(Contour annotation records)
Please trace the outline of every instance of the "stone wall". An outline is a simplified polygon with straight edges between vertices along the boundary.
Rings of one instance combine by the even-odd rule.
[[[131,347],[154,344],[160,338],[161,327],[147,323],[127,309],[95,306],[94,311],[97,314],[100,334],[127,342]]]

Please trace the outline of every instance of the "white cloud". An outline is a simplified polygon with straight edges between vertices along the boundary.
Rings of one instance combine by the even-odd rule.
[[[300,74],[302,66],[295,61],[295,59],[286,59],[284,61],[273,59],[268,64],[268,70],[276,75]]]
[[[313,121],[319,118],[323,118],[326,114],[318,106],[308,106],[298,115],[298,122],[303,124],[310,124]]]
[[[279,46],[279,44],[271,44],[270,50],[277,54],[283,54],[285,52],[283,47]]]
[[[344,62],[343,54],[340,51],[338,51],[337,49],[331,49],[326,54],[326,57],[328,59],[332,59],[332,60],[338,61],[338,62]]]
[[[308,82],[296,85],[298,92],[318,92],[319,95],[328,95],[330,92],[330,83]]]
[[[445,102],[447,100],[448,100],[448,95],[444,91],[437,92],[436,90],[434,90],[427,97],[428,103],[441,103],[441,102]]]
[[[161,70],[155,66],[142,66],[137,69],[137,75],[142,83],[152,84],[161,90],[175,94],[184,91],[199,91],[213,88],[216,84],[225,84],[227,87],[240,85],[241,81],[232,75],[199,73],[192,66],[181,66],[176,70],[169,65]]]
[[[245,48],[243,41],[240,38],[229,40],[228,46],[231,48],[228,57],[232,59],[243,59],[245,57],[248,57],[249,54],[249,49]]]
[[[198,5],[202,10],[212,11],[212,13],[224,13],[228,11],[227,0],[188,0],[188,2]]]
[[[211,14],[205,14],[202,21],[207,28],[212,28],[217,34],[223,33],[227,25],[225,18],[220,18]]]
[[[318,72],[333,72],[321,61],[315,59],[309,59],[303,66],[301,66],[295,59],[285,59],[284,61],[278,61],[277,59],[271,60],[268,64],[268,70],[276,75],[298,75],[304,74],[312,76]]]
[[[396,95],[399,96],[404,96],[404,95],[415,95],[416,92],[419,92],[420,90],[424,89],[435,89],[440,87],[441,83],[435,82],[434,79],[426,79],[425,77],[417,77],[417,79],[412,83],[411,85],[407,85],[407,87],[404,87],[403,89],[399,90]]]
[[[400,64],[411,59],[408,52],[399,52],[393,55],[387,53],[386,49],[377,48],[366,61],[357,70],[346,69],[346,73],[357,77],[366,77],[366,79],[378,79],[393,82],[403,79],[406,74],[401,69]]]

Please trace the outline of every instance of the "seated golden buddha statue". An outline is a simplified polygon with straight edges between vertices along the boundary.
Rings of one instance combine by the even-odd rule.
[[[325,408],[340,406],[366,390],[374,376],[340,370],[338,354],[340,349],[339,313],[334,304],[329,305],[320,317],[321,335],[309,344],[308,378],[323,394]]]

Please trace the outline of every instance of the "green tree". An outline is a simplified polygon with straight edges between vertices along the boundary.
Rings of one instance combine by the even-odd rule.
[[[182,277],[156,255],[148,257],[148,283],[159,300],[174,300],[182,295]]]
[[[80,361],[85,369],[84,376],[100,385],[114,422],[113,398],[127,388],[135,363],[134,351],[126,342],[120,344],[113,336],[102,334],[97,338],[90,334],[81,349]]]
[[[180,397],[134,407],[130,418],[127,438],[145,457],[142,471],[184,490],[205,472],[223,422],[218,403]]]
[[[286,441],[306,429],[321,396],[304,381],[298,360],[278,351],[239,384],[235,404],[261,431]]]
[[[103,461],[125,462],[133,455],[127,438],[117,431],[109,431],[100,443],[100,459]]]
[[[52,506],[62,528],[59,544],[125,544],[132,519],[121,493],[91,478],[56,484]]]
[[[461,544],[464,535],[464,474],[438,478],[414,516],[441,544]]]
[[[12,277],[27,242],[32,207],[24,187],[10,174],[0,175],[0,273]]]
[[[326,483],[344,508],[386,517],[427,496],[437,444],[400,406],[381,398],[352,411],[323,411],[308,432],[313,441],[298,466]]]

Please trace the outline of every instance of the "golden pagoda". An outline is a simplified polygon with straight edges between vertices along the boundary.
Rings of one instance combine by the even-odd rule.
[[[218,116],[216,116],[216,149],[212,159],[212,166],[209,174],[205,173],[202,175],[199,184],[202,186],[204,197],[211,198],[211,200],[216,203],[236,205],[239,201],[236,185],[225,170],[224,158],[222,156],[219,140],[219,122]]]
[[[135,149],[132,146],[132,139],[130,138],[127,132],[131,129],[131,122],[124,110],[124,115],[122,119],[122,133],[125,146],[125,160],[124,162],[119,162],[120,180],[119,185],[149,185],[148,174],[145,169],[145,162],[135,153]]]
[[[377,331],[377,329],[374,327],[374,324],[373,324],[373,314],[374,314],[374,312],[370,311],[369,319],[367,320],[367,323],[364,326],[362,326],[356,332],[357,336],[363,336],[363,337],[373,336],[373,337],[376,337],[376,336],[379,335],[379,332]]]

§ **GOAL**
Copy the records above exactly.

§ **RESPONSE FOR THIS EXERCISE**
Please trace the outline of every instance of the "stone wall". An outline is a simplified polygon with straight edges between vertices along the boundary.
Rings of one instance combine by the even-odd rule.
[[[131,347],[154,344],[160,338],[161,327],[147,323],[127,309],[95,306],[94,311],[97,314],[100,334],[127,342]]]

Please trace the outline of every instance of the "white cloud". An outline is a simplified polygon with straight edges between vertices along the boundary.
Rings of one instance combine by the even-odd rule.
[[[300,74],[302,66],[295,61],[295,59],[286,59],[284,61],[273,59],[268,64],[268,70],[276,75]]]
[[[313,121],[319,118],[323,118],[326,114],[318,106],[308,106],[298,115],[298,122],[303,124],[310,124]]]
[[[279,46],[279,44],[271,44],[270,50],[277,54],[283,54],[285,52],[283,47]]]
[[[344,62],[343,54],[340,51],[338,51],[337,49],[331,49],[326,54],[326,57],[328,59],[332,59],[332,60],[338,61],[338,62]]]
[[[308,82],[296,85],[298,92],[318,92],[319,95],[328,95],[330,92],[330,83]]]
[[[445,102],[447,100],[448,100],[448,95],[444,91],[437,92],[436,90],[434,90],[427,97],[428,103],[441,103],[441,102]]]
[[[161,70],[155,66],[142,66],[137,69],[137,75],[142,83],[152,84],[161,90],[175,94],[184,91],[199,91],[213,88],[216,84],[225,84],[227,87],[240,85],[241,81],[232,75],[199,73],[192,66],[181,66],[176,70],[169,65]]]
[[[245,48],[243,41],[240,38],[229,40],[228,46],[231,48],[228,57],[232,59],[243,59],[245,57],[248,57],[249,54],[249,49]]]
[[[198,5],[202,10],[212,11],[212,13],[224,13],[228,11],[227,0],[188,0],[188,2]]]
[[[211,14],[205,14],[202,21],[207,28],[212,28],[217,34],[223,33],[227,25],[225,18],[220,18]]]
[[[318,72],[333,72],[321,61],[315,59],[309,59],[303,66],[301,66],[295,59],[285,59],[284,61],[278,61],[277,59],[271,60],[268,64],[268,70],[276,75],[298,75],[304,74],[312,76]]]
[[[396,95],[399,96],[404,96],[404,95],[415,95],[416,92],[419,92],[420,90],[424,89],[435,89],[440,87],[441,83],[435,82],[434,79],[426,79],[425,77],[417,77],[417,79],[412,83],[411,85],[407,85],[407,87],[404,87],[403,89],[399,90]]]
[[[400,64],[411,59],[408,52],[399,52],[393,55],[387,53],[386,49],[377,48],[366,61],[357,70],[346,69],[346,73],[357,77],[366,77],[366,79],[378,79],[393,82],[403,79],[406,74],[401,69]]]

Please trace the outline of every instance of the "seated golden buddha statue". An outline is a simplified polygon with straight edges between vertices along the boundary.
Rings of one instance combine by the even-odd rule.
[[[325,408],[340,406],[366,390],[374,376],[340,370],[338,354],[340,349],[339,313],[334,304],[329,305],[320,317],[321,335],[309,344],[308,378],[323,394]]]

Please trace the outline of every instance of the "green tree". An outline is a simplified polygon with straight edges between vertices along the boundary.
Rings of one instance combine by the even-odd rule.
[[[182,277],[156,255],[148,257],[148,283],[159,300],[174,300],[182,295]]]
[[[80,361],[85,369],[84,376],[100,385],[114,422],[113,398],[127,388],[135,363],[134,351],[126,342],[120,344],[113,336],[102,334],[97,338],[90,334],[81,349]]]
[[[180,397],[134,407],[130,418],[127,438],[145,457],[142,471],[184,490],[205,472],[223,422],[218,403]]]
[[[286,441],[306,429],[321,396],[304,381],[298,360],[278,351],[239,384],[235,404],[261,431]]]
[[[103,461],[125,462],[133,455],[127,438],[117,431],[109,431],[100,443],[100,459]]]
[[[52,506],[62,528],[59,544],[125,544],[132,519],[121,493],[91,478],[56,484]]]
[[[461,544],[464,535],[464,474],[438,478],[414,516],[441,544]]]
[[[12,277],[27,242],[32,207],[24,187],[10,174],[0,175],[0,273]]]
[[[326,483],[344,508],[386,517],[427,496],[437,444],[400,406],[381,398],[352,411],[323,411],[308,432],[313,441],[298,466]]]

Please trace the outline of every instance of the "golden pagoda". An outline is a simplified polygon with straight edges between vertices along the boundary.
Rings of one instance combine by the even-odd rule.
[[[218,116],[216,116],[216,149],[212,159],[212,166],[209,174],[205,173],[202,175],[199,184],[202,186],[204,197],[211,198],[211,200],[216,203],[236,205],[239,201],[236,185],[225,170],[224,158],[222,156],[219,140],[219,122]]]
[[[135,149],[132,146],[132,139],[130,138],[127,132],[131,129],[131,122],[124,110],[124,115],[122,119],[122,133],[125,146],[125,160],[124,162],[119,162],[120,180],[119,185],[149,185],[148,174],[145,169],[145,162],[135,153]]]
[[[377,331],[377,329],[374,327],[374,324],[373,324],[373,314],[374,314],[374,312],[370,311],[369,319],[367,320],[367,323],[364,326],[362,326],[356,332],[357,336],[363,336],[363,337],[373,336],[373,337],[376,337],[376,336],[379,335],[379,332]]]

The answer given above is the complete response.